- Text block -
So, in Hondo, two great projects finishing deals with people like Outback and Dave & Busters and H&M, these are big deals that are still happening on the island that everybody is concerned about. Still the consumer mentality we spend a lot of years transitioning from a local tenant base portfolio to a national base as David mentioned.
And we are down to 15% of our tenant base were rent through out the Island is local versus national which is significant and something we stay focused on.
I wonder since you brought Puerto Rico I want to give a shout out to our friends at Tobin [ph] I’m sure most of you have seen that beautiful project they built at San Juan opening timing tough but we are quite confident its going to be big success over time and helpful to all of us that have space on the island..
The next question comes from Jim Sullivan at Cowen Group. Please go ahead..
David, your same-store NOI metric does not include major redevelopments obviously a contrast to many of your peers, is there a targeted number or metric that you have either as a number of centers or as a percentage of the portfolio that you believe might clear the hurdle for a major redevelopment investment and can you clarify what that hurdle might be in terms of return on cost?.
Yes. I think it’s a good question Jim in terms of the way one, we think about the projects and two then how they will show up in reported results.
And while you haven’t had much time to go through it, yes given the release of the new supplemental format last night I hope you do notice that we have taken some time to try to answer that question or part of that question with our disclosure where we break out, major redevelopments versus minor redevelopments and then everything else just being sort of re-leasing CapEx.
And so while we can’t give an exact rule in terms of above or below a certain dollar threshold, I do think we internally characterize the assets and the projects into those couple of buckets so that we can present them in our development section in a way where people can understand here the handful of really big projects that anyone would call a redevelopment and here is the larger number of small projects in some cases are truly development, some cases are more in that just larger scale re-leasing budget.
But overall for us when we were thinking about these projects it continues to be a very large number of $5 million to $15 million projects. And in those cases I think we are absolutely focused on considerable value creation.

- Goals -
(1) In the earnings call transcript, what size range do the redevelopment projects the company keeps undertaking typically fall into?
(2) Return the passage of the earnings call transcript from "So, in Hondo, two" to "Please go ahead..", copied word for word.

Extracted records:
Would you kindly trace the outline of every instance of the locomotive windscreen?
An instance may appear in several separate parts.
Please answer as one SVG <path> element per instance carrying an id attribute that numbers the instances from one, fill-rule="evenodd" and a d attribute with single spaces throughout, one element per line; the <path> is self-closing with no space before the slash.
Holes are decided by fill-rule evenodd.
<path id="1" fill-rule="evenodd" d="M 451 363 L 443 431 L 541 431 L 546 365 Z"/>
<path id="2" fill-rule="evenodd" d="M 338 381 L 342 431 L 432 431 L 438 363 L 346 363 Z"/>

- The results -
(1) Most are $5 million to $15 million projects.

(2)
So, in Hondo, two great projects finishing deals with people like Outback and Dave & Busters and H&M, these are big deals that are still happening on the island that everybody is concerned about. Still the consumer mentality we spend a lot of years transitioning from a local tenant base portfolio to a national base as David mentioned.
And we are down to 15% of our tenant base were rent through out the Island is local versus national which is significant and something we stay focused on.
I wonder since you brought Puerto Rico I want to give a shout out to our friends at Tobin [ph] I’m sure most of you have seen that beautiful project they built at San Juan opening timing tough but we are quite confident its going to be big success over time and helpful to all of us that have space on the island..
The next question comes from Jim Sullivan at Cowen Group. Please go ahead..